_Text segment_
—————

This disclosure is generally directed to the evaluation of ad break markers in media content, and more particularly to systems and methods for classifying and optimizing ad break placement using closed caption analysis, scene transition detection, sentiment evaluation, and policy-based constraints.
Provided herein are system, apparatus, article of manufacture, method and/or computer program product embodiments, and/or combinations and sub-combinations thereof, for evaluating, classifying, and selecting ad break markers.
Provided herein are system, apparatus, article of manufacture, method and/or computer program product embodiments, and/or combinations and sub-combinations thereof, for evaluating and classifying ad break markers in streaming media content using closed caption data. In some aspects, a computer-implemented method is provided for analyzing semantic and structural characteristics of media content to determine whether ad break markers are suitably positioned for content interruption.
The method can operate by receiving a media stream comprising audio data and video data, wherein the media stream includes at least one ad break marker. The method can further include obtaining closed caption data corresponding to the media stream. The method can also include determining a classification for the at least one ad break marker based on the closed caption data. In some aspects, the classification may reflect the alignment of the ad break marker with sentence boundaries, dialog boundaries, or other linguistic features extracted from the captions.

—————

_Required work_
• a. Copy the passage on ad break markers from "The method can operate" to "from the captions.".
• b. Carry on the passage about ad break markers from the point where it ends.
The data have no part in this.

_Data extract_
—————

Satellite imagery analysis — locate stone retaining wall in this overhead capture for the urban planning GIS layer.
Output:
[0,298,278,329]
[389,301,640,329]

—————

_Task-by-task results_
• a.
The method can operate by receiving a media stream comprising audio data and video data, wherein the media stream includes at least one ad break marker. The method can further include obtaining closed caption data corresponding to the media stream. The method can also include determining a classification for the at least one ad break marker based on the closed caption data. In some aspects, the classification may reflect the alignment of the ad break marker with sentence boundaries, dialog boundaries, or other linguistic features extracted from the captions.

• b.
In some aspects, a system is provided for classifying ad break markers using a caption analysis pipeline. The system can include one or more memories and at least one processor coupled to at least one of the one or more memories and configured to: receive a media stream comprising audio data and video data, wherein the media stream includes at least one ad break marker; obtain closed caption data corresponding to the media stream; and determine a classification for the at least one ad break marker based on the closed caption data.
In some aspects, a non-transitory computer-readable medium is provided for classifying ad break markers using closed caption analysis. The non-transitory computer-readable medium can have instructions stored thereon that, when executed by at least one computing device, cause the computing device to: receive a media stream comprising audio data and video data, wherein the media stream includes at least one ad break marker; obtain closed caption data corresponding to the media stream; and determine a classification for the at least one ad break marker based on the closed caption data.
In the drawings, like reference numbers generally indicate identical or similar elements. Additionally, generally, the left-most digit(s) of a reference number identifies the drawing in which the reference number first appears.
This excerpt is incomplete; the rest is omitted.